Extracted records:

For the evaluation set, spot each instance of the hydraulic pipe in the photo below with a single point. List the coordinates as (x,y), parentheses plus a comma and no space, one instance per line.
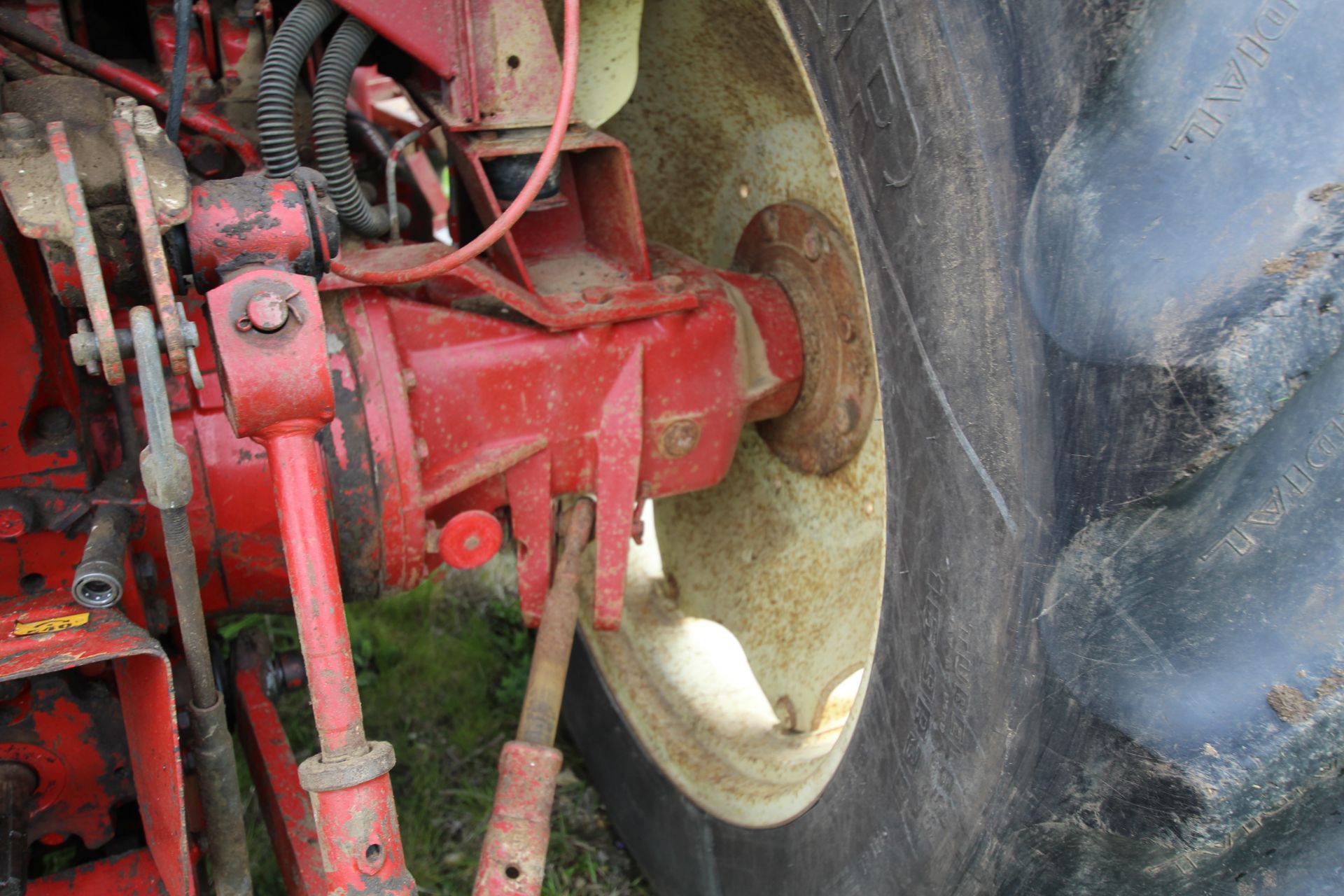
(440,266)
(167,475)
(514,853)
(17,27)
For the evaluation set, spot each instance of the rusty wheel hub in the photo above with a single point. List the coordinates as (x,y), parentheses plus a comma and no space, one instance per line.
(803,250)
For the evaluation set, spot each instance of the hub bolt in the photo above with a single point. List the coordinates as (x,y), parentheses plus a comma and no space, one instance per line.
(268,312)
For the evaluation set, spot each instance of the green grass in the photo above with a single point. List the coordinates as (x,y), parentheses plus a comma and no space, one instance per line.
(442,669)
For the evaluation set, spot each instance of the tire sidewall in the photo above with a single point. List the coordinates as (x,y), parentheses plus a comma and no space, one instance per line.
(921,796)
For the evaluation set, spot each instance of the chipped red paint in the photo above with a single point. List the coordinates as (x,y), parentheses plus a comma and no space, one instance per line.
(128,875)
(514,855)
(14,24)
(152,244)
(69,755)
(284,804)
(280,393)
(570,413)
(342,442)
(470,539)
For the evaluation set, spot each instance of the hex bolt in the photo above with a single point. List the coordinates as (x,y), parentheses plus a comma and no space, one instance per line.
(146,121)
(17,127)
(268,312)
(679,438)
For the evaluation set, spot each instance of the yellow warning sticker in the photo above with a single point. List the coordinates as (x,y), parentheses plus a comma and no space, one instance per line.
(48,626)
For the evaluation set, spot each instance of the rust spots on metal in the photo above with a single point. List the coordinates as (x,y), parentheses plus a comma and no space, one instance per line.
(679,438)
(86,255)
(806,253)
(151,242)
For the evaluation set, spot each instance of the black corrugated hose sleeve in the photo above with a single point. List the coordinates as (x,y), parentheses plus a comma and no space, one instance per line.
(351,41)
(280,83)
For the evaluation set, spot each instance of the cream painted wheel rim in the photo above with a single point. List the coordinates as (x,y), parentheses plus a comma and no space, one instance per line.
(752,618)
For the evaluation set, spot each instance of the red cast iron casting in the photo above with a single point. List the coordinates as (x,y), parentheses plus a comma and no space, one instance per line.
(350,429)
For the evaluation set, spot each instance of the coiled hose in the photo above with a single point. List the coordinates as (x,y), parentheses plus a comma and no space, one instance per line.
(440,266)
(351,41)
(280,83)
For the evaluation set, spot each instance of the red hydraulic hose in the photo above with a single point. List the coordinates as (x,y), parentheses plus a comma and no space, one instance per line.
(18,29)
(569,76)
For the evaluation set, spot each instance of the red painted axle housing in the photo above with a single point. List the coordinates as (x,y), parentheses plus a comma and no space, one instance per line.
(440,410)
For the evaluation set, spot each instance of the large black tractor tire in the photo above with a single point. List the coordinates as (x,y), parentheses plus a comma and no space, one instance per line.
(1101,248)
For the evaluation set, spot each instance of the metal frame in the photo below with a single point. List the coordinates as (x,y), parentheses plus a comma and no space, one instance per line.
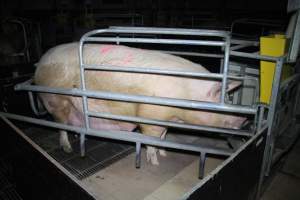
(225,42)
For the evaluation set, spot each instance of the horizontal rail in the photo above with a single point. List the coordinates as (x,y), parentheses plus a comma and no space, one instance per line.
(163,72)
(189,104)
(171,31)
(123,136)
(254,56)
(208,55)
(170,124)
(154,41)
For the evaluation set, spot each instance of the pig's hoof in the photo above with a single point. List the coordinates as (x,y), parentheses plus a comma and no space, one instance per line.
(67,148)
(162,152)
(152,155)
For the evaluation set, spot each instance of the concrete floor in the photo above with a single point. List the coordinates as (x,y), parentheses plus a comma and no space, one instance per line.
(285,183)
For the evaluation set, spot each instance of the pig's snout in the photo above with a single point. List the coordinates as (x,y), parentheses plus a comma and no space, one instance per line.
(235,122)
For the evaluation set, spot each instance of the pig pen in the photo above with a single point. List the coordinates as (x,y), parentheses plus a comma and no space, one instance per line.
(230,171)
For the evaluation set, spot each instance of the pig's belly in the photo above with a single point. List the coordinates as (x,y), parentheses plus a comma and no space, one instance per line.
(76,118)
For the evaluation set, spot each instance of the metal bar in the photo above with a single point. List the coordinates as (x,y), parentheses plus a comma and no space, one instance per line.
(245,42)
(171,31)
(225,72)
(209,55)
(84,100)
(138,155)
(271,114)
(239,46)
(152,71)
(142,99)
(82,144)
(154,41)
(269,141)
(214,172)
(170,124)
(163,72)
(254,56)
(123,136)
(202,165)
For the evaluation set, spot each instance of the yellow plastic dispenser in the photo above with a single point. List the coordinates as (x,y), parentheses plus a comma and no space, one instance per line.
(273,45)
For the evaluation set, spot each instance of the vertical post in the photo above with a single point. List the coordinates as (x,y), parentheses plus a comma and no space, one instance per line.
(271,114)
(267,158)
(225,69)
(202,164)
(138,155)
(84,98)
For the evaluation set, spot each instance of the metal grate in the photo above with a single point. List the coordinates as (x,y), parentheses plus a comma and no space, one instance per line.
(99,153)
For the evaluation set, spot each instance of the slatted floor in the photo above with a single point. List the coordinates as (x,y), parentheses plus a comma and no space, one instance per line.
(99,153)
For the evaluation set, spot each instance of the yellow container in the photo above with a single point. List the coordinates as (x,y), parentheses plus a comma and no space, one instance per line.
(273,45)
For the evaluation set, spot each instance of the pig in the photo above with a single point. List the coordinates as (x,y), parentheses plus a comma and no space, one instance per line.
(59,68)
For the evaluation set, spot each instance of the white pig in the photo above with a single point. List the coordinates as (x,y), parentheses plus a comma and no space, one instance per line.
(59,67)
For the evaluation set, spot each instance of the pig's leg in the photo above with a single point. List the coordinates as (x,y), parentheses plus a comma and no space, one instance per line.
(60,108)
(162,152)
(64,141)
(155,131)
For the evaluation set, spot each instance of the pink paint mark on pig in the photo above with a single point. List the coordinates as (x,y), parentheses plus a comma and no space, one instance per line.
(106,49)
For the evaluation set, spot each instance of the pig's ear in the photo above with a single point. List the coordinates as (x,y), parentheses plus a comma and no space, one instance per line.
(215,91)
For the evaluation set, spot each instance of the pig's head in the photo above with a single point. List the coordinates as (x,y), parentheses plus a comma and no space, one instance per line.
(225,120)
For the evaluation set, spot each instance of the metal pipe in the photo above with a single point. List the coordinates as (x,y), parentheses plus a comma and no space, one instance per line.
(154,41)
(169,31)
(202,165)
(164,72)
(208,55)
(190,104)
(84,99)
(170,124)
(138,155)
(253,56)
(123,136)
(225,70)
(239,46)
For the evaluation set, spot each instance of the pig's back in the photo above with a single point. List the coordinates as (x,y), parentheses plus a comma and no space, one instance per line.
(59,67)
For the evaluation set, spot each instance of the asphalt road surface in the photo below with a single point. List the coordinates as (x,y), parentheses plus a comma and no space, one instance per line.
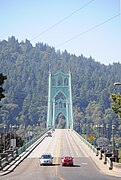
(62,143)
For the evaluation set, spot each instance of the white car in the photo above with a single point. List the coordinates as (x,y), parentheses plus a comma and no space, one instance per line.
(46,159)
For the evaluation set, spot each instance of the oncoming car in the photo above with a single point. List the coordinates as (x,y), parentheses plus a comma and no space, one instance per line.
(67,161)
(46,159)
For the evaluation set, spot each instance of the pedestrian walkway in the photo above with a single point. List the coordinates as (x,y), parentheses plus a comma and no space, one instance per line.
(103,168)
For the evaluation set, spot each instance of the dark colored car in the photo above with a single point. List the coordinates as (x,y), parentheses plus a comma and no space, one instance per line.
(67,161)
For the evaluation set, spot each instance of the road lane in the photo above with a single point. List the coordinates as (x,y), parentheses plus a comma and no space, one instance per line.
(62,143)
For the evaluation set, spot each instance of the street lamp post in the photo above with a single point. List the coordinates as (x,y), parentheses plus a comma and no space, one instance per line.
(4,138)
(113,140)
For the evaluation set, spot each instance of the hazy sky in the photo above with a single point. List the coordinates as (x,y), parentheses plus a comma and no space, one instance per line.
(88,27)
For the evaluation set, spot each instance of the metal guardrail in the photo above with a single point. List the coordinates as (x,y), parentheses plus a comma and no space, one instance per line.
(21,153)
(106,157)
(27,145)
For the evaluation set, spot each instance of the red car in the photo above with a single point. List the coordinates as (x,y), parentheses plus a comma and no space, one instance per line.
(67,160)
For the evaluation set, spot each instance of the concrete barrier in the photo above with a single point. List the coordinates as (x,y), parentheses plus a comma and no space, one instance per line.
(116,166)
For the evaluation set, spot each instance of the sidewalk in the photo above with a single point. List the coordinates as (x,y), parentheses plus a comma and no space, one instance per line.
(99,163)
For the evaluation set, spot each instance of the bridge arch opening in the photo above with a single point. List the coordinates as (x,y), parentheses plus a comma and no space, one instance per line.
(60,121)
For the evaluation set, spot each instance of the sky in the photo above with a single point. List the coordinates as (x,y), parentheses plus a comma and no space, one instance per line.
(88,27)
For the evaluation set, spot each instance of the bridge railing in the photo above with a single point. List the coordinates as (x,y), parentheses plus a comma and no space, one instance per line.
(28,144)
(106,157)
(6,159)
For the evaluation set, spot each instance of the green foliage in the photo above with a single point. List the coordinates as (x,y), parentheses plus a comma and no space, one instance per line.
(26,67)
(116,104)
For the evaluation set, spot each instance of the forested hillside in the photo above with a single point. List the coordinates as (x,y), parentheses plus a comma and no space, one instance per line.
(26,87)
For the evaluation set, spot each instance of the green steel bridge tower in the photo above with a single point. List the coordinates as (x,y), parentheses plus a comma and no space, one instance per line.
(59,99)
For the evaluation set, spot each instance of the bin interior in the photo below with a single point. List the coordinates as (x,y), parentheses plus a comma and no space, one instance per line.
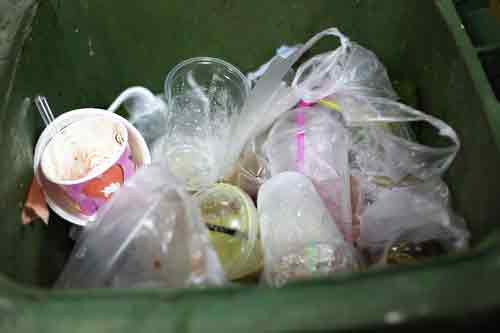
(84,53)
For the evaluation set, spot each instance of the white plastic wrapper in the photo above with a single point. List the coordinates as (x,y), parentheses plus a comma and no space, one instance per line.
(300,239)
(313,141)
(355,80)
(147,112)
(417,212)
(149,235)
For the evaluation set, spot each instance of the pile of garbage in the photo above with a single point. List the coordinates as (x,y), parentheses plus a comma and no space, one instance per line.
(289,173)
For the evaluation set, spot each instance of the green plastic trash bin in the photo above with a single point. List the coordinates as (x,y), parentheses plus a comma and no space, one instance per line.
(84,52)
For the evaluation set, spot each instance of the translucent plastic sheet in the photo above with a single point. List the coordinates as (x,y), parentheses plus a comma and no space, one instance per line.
(353,78)
(149,235)
(416,213)
(299,237)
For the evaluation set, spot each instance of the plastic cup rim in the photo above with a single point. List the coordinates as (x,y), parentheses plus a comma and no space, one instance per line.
(99,171)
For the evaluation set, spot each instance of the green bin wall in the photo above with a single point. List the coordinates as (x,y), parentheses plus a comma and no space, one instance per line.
(83,53)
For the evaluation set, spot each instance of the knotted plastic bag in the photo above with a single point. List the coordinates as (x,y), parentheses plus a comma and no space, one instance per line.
(149,235)
(314,142)
(352,78)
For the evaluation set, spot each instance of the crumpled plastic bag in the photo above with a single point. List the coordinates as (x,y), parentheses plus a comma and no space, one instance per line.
(353,78)
(300,240)
(416,213)
(150,234)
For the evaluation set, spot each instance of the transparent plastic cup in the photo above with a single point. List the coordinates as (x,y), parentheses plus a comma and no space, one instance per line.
(204,97)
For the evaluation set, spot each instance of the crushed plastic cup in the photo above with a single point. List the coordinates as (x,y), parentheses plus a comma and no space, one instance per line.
(204,97)
(231,218)
(65,201)
(300,239)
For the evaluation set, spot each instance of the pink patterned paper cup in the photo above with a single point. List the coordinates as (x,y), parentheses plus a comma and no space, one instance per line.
(89,185)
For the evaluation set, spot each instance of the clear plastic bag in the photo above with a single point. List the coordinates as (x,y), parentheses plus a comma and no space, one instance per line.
(416,213)
(149,235)
(313,141)
(251,170)
(299,237)
(356,81)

• _TASK GOAL_
Reproduce the rows verbatim, beginning at the line that contains "For the evaluation set, spot each instance of the clear" and continuing through the last row, inclusive.

• _THE COMPLETED TASK_
For the evaluation set, spot each instance of the clear plastic bag in the photo above with a single point. List the coordinates as (x,y), parentheses plus a comma and no space, one instance per line.
(416,213)
(149,235)
(313,141)
(251,170)
(299,237)
(356,81)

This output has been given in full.